### WORK TO BE COMPLETED
Starting at the line that holds "Spot the green", copy every line exactly through the end of the data, and no others.

begin

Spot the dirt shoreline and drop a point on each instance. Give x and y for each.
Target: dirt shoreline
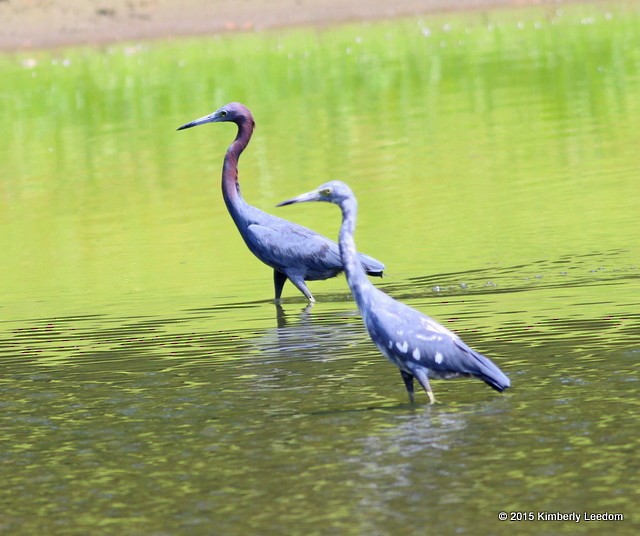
(37, 24)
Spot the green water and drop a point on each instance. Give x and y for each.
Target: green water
(149, 386)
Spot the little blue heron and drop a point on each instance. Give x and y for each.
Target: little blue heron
(294, 252)
(416, 344)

end

### COMPLETE RESPONSE
Spot the green water and drop a point on each instance. Give x and y for each.
Target: green water
(149, 386)
Spot the little blue heron and drop a point on each instance. Give x and y for each.
Target: little blue heron
(294, 252)
(416, 344)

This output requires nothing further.